- **Task**: Write out every entry in full. Leave nothing out.

- **Material for the task**:
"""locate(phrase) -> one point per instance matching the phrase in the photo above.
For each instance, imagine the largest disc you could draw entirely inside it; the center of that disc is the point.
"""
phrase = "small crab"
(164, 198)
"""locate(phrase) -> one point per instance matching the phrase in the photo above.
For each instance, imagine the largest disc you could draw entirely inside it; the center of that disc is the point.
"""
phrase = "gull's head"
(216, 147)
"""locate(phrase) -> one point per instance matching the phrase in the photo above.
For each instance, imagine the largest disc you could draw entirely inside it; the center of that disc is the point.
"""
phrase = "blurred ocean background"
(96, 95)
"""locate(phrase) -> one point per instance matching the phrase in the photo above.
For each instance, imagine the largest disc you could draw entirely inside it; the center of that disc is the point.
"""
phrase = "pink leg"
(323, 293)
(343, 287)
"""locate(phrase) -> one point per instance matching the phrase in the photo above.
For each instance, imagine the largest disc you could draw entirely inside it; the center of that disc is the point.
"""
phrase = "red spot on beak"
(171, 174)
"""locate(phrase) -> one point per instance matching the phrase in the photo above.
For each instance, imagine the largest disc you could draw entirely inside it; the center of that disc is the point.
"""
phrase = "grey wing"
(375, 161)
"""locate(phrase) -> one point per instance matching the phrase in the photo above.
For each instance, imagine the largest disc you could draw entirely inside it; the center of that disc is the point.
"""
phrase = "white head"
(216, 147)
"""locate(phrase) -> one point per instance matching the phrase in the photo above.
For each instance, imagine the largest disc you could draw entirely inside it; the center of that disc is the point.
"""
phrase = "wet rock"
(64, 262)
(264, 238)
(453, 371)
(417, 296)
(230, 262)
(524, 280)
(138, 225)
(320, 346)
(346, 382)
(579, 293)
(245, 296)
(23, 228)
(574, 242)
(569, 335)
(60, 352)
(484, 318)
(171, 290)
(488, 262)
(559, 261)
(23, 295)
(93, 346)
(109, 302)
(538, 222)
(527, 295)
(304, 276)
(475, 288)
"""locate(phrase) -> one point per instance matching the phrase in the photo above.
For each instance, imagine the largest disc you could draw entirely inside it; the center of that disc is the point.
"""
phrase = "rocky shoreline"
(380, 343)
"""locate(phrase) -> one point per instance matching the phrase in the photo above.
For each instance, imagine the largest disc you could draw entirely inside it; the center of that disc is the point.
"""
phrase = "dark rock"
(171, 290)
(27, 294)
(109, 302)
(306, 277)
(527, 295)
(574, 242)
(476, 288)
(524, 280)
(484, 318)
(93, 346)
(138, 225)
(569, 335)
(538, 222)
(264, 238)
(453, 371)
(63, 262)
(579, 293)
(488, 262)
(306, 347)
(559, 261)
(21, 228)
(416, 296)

- **Exercise solution**:
"""locate(phrase) -> one point per instance matching the phrase in the photo above.
For each instance, imagine the largest disc you could draw entirely inside it; the center of that disc is the point.
"""
phrase = "small crab"
(164, 198)
"""locate(phrase) -> one point per instance matching the phrase in the photo above.
For each instance, imagine the largest disc you could draw entirely inside it; the center of that disc is the point.
"""
phrase = "gull's head"
(216, 147)
"""locate(phrase) -> one point per instance matching the phrase in the photo above.
For each instance, imagine the largest disc you could draw entirely inside it; the center of that disc is the point.
"""
phrase = "blurred ocean background"
(96, 95)
"""locate(phrase) -> one point per instance matching the phrase in the photo above.
For each instance, imagine the largest disc you could draw entirely inside it; the center of that disc is the point.
"""
phrase = "pink leg"
(323, 293)
(343, 287)
"""locate(phrase) -> one point per instance matching the phrase in the photo above.
For each instance, imagine the largest disc you could draw entirely inside it; the center of that disc is the point.
"""
phrase = "red spot on beak"
(171, 174)
"""locate(phrase) -> one point per instance matching the phrase in the photo above.
For each instance, imagine the largest disc you could draw entirely inside it; the center of that disc is the point.
"""
phrase = "grey wing"
(375, 161)
"""locate(phrase) -> one point per instance matching the phrase in the photo above.
For each instance, imagine the largest disc you could draw entirely inside it; the center of that disc is the point.
"""
phrase = "white head"
(216, 147)
"""locate(phrase) -> one point per instance matching the phrase in the photo above.
For each instance, imagine the largest disc you could draw entirely inside it; the center of that disc is the point.
"""
phrase = "wet rock"
(64, 262)
(264, 238)
(453, 371)
(417, 296)
(230, 262)
(524, 280)
(138, 225)
(320, 346)
(346, 382)
(579, 293)
(245, 296)
(23, 228)
(574, 242)
(569, 335)
(60, 352)
(484, 318)
(171, 290)
(488, 262)
(559, 261)
(23, 295)
(93, 346)
(109, 302)
(538, 222)
(527, 295)
(304, 276)
(475, 288)
"""locate(phrase) -> one point per instance matching the phrase in the photo above.
For each instance, imagine the largest disc you could draw entirely inside it; the center of that disc is the point.
"""
phrase = "rocky shoreline"
(380, 343)
"""locate(phrase) -> one point per instance matching the phrase in the photo above.
For each instance, imagine the largest disc you could draw entirely inside it; the center of that disc is the point.
"""
phrase = "dark rock"
(171, 290)
(27, 294)
(109, 302)
(306, 277)
(527, 295)
(574, 242)
(476, 288)
(524, 280)
(484, 318)
(93, 346)
(138, 225)
(569, 335)
(538, 222)
(264, 238)
(453, 371)
(63, 262)
(579, 293)
(488, 262)
(306, 347)
(559, 261)
(21, 228)
(416, 296)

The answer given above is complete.